++++ Task input ++++
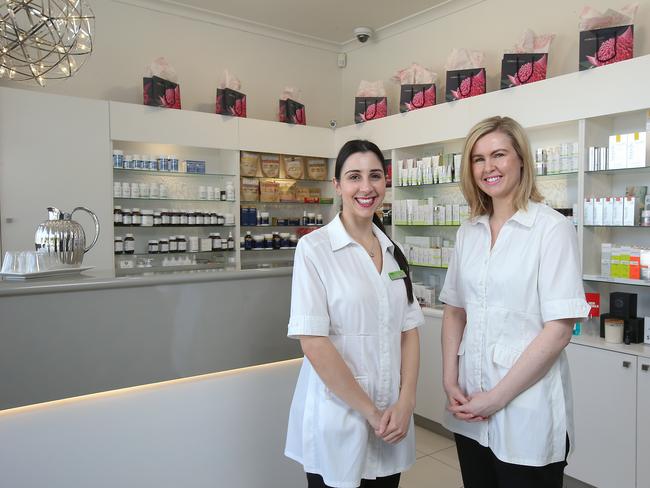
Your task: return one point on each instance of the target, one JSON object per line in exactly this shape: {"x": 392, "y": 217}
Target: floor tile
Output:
{"x": 448, "y": 456}
{"x": 427, "y": 442}
{"x": 428, "y": 472}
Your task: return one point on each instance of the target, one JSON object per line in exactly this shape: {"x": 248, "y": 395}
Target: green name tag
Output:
{"x": 397, "y": 275}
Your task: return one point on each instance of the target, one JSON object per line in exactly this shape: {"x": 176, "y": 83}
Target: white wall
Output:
{"x": 129, "y": 37}
{"x": 220, "y": 430}
{"x": 491, "y": 26}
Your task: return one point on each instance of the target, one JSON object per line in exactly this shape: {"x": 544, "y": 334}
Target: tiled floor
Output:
{"x": 436, "y": 465}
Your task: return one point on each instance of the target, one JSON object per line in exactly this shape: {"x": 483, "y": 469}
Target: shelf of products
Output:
{"x": 201, "y": 178}
{"x": 279, "y": 195}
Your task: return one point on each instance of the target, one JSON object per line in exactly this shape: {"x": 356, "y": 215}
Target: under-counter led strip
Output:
{"x": 131, "y": 389}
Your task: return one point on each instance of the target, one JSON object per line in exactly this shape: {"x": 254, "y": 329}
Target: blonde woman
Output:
{"x": 512, "y": 293}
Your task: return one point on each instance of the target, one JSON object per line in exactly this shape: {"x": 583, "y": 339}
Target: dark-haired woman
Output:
{"x": 352, "y": 307}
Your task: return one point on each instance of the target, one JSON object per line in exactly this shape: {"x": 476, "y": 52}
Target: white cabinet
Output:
{"x": 430, "y": 393}
{"x": 643, "y": 424}
{"x": 54, "y": 151}
{"x": 604, "y": 392}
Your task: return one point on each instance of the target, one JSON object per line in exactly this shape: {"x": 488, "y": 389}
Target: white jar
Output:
{"x": 614, "y": 331}
{"x": 147, "y": 218}
{"x": 194, "y": 244}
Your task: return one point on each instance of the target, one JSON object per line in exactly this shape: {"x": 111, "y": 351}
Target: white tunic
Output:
{"x": 531, "y": 276}
{"x": 337, "y": 292}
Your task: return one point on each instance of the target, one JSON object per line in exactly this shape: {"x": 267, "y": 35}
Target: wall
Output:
{"x": 220, "y": 430}
{"x": 129, "y": 37}
{"x": 491, "y": 26}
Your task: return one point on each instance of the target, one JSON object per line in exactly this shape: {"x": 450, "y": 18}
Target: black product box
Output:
{"x": 464, "y": 83}
{"x": 599, "y": 47}
{"x": 523, "y": 68}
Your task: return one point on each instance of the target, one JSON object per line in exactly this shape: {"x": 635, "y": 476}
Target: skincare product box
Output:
{"x": 589, "y": 211}
{"x": 618, "y": 211}
{"x": 598, "y": 211}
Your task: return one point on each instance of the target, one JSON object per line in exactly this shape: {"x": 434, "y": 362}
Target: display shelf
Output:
{"x": 179, "y": 226}
{"x": 620, "y": 281}
{"x": 139, "y": 270}
{"x": 427, "y": 266}
{"x": 172, "y": 254}
{"x": 202, "y": 200}
{"x": 616, "y": 227}
{"x": 428, "y": 185}
{"x": 246, "y": 202}
{"x": 645, "y": 170}
{"x": 257, "y": 251}
{"x": 281, "y": 226}
{"x": 293, "y": 180}
{"x": 149, "y": 172}
{"x": 426, "y": 225}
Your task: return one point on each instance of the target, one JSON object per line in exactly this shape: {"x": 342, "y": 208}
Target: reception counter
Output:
{"x": 62, "y": 338}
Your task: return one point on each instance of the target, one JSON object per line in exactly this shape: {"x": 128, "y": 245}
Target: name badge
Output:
{"x": 397, "y": 275}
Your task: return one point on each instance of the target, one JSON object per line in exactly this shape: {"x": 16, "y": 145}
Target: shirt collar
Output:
{"x": 339, "y": 237}
{"x": 525, "y": 217}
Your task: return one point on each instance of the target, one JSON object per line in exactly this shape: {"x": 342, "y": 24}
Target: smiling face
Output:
{"x": 496, "y": 167}
{"x": 361, "y": 186}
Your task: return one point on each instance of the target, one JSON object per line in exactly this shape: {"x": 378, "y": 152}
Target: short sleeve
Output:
{"x": 309, "y": 315}
{"x": 561, "y": 294}
{"x": 451, "y": 293}
{"x": 414, "y": 316}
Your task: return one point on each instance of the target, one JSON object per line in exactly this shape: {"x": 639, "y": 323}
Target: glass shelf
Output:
{"x": 620, "y": 281}
{"x": 287, "y": 179}
{"x": 428, "y": 185}
{"x": 280, "y": 226}
{"x": 623, "y": 171}
{"x": 167, "y": 173}
{"x": 617, "y": 227}
{"x": 556, "y": 176}
{"x": 427, "y": 266}
{"x": 179, "y": 226}
{"x": 172, "y": 254}
{"x": 260, "y": 251}
{"x": 283, "y": 203}
{"x": 427, "y": 225}
{"x": 144, "y": 199}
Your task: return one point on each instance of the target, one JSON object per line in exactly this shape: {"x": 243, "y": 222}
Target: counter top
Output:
{"x": 104, "y": 279}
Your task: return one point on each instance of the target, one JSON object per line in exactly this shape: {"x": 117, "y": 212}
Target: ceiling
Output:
{"x": 328, "y": 20}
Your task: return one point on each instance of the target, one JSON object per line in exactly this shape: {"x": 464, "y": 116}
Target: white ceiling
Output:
{"x": 328, "y": 20}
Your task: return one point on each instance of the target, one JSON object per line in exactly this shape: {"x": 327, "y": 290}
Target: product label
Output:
{"x": 397, "y": 275}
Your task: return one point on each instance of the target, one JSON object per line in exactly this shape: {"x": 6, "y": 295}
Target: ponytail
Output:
{"x": 399, "y": 257}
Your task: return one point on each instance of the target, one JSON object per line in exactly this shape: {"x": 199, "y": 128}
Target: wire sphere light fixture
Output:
{"x": 44, "y": 39}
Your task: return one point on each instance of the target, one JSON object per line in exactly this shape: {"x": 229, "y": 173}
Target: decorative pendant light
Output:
{"x": 44, "y": 39}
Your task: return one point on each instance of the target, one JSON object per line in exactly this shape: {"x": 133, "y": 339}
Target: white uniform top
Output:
{"x": 337, "y": 292}
{"x": 531, "y": 276}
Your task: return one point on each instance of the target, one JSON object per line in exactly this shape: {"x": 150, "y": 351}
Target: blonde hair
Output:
{"x": 479, "y": 202}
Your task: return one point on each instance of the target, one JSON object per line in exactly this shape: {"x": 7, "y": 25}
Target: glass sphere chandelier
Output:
{"x": 44, "y": 39}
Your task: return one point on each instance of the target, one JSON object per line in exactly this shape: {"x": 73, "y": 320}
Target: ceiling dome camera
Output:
{"x": 363, "y": 33}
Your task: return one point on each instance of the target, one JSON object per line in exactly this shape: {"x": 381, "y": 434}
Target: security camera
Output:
{"x": 363, "y": 33}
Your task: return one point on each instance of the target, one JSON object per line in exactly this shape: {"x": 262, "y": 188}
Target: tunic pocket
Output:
{"x": 343, "y": 434}
{"x": 505, "y": 356}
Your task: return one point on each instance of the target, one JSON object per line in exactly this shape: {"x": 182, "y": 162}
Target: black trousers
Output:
{"x": 481, "y": 469}
{"x": 392, "y": 481}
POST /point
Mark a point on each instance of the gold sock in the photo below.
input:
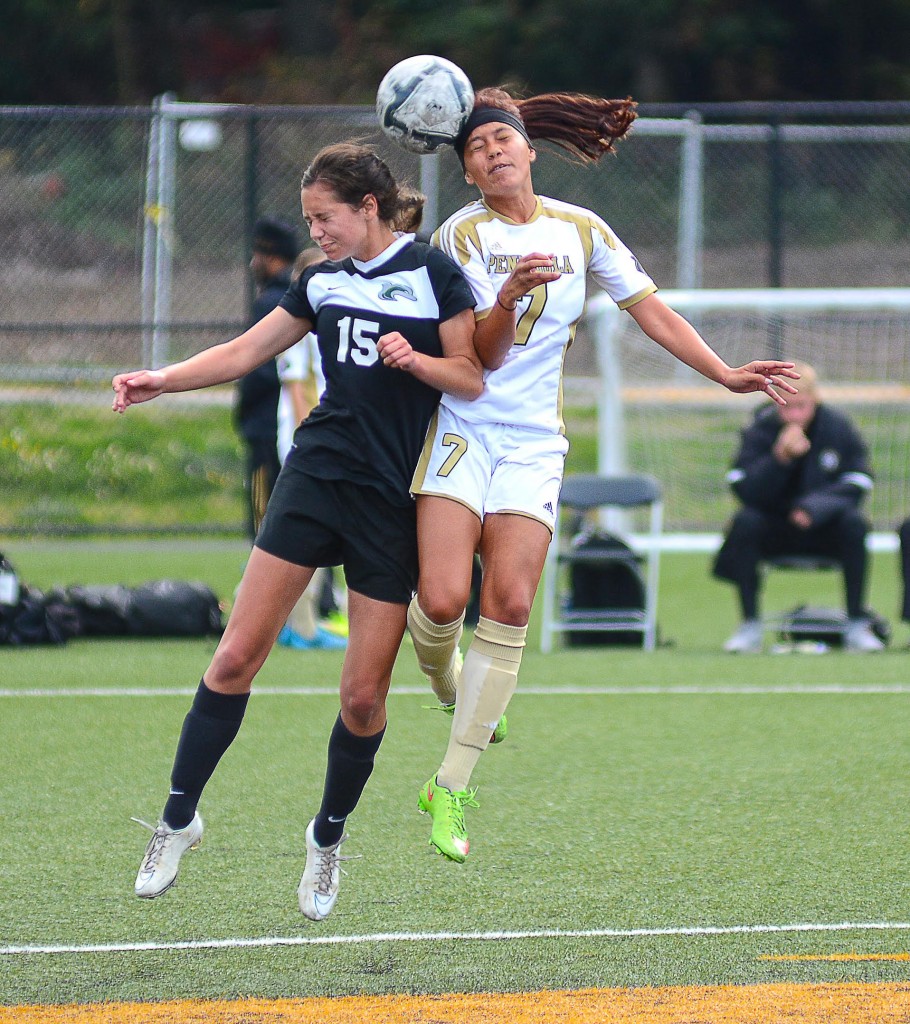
(488, 680)
(436, 648)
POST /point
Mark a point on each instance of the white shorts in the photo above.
(492, 467)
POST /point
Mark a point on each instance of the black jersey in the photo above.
(372, 420)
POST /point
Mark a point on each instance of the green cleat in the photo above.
(497, 735)
(447, 811)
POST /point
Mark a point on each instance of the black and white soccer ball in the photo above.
(423, 102)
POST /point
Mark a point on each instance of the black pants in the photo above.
(262, 471)
(904, 537)
(756, 536)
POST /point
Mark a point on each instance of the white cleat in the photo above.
(318, 887)
(747, 639)
(162, 861)
(859, 637)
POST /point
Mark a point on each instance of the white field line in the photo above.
(546, 691)
(694, 931)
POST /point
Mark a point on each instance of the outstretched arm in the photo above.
(677, 335)
(458, 372)
(218, 365)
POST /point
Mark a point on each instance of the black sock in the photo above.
(209, 729)
(350, 765)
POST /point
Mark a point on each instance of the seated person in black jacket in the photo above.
(802, 472)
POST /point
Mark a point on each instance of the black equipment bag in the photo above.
(826, 626)
(615, 584)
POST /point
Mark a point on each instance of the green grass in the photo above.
(178, 465)
(623, 811)
(83, 468)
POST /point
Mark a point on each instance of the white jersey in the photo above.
(299, 363)
(526, 390)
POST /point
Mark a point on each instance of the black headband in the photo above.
(485, 116)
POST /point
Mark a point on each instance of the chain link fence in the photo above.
(126, 231)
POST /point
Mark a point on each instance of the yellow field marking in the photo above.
(835, 956)
(835, 1004)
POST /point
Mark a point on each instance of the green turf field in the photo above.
(664, 818)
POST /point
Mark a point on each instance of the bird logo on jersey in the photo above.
(391, 290)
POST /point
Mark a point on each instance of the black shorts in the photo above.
(318, 522)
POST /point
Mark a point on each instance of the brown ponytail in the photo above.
(587, 127)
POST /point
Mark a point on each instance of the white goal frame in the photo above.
(604, 321)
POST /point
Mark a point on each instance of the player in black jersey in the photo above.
(394, 323)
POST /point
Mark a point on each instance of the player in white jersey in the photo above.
(490, 471)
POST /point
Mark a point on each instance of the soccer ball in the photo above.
(423, 102)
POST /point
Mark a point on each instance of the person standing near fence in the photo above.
(258, 392)
(490, 472)
(393, 318)
(800, 475)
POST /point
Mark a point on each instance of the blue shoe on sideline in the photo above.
(321, 640)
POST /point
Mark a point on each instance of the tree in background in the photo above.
(327, 51)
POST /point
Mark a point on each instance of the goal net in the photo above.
(655, 415)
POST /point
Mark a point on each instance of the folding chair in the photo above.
(581, 495)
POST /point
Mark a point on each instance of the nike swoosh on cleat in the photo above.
(322, 904)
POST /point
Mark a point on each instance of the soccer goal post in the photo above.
(655, 415)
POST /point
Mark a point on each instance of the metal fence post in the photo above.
(690, 240)
(158, 233)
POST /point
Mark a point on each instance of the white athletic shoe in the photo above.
(859, 637)
(318, 887)
(162, 861)
(747, 639)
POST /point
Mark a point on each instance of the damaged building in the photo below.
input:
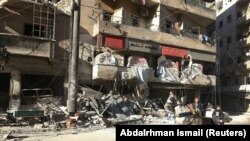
(134, 56)
(152, 46)
(232, 27)
(33, 42)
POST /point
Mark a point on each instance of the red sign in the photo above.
(172, 51)
(114, 42)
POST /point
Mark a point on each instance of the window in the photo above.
(107, 16)
(239, 59)
(229, 39)
(229, 61)
(236, 81)
(247, 80)
(239, 14)
(134, 20)
(229, 18)
(28, 30)
(220, 24)
(221, 43)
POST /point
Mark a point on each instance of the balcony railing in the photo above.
(162, 27)
(28, 46)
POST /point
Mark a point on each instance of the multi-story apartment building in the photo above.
(33, 43)
(232, 27)
(149, 29)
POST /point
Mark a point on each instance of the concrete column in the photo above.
(15, 89)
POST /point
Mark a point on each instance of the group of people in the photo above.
(197, 110)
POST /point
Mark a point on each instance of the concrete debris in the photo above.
(2, 2)
(65, 6)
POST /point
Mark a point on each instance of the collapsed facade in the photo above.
(166, 45)
(232, 27)
(139, 48)
(33, 42)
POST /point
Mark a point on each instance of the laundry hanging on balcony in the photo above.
(143, 2)
(167, 70)
(105, 58)
(139, 67)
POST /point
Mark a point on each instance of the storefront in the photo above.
(113, 42)
(143, 46)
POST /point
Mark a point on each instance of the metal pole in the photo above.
(73, 66)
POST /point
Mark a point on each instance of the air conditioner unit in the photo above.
(126, 75)
(144, 12)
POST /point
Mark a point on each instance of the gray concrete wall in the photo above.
(180, 4)
(158, 37)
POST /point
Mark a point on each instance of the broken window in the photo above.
(221, 43)
(168, 26)
(28, 30)
(247, 80)
(236, 80)
(134, 21)
(229, 39)
(220, 24)
(229, 18)
(107, 16)
(43, 21)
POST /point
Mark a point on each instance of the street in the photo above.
(93, 133)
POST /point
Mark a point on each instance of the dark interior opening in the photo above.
(40, 86)
(4, 91)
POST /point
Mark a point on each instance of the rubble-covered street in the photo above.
(75, 69)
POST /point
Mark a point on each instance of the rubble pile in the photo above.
(96, 109)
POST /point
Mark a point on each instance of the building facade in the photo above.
(34, 41)
(145, 47)
(232, 27)
(149, 29)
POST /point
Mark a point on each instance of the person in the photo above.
(171, 102)
(209, 106)
(197, 110)
(218, 116)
++++
Locate every line in the dataset rows above that contains the word "cleat", and copy each of those lines. Case counts.

Mark a point on each instance of the green cleat in the photo above.
Mark a point on each instance of the white cleat in the photo above.
Mark a point on each instance of the nike swoosh on cleat in the photo above.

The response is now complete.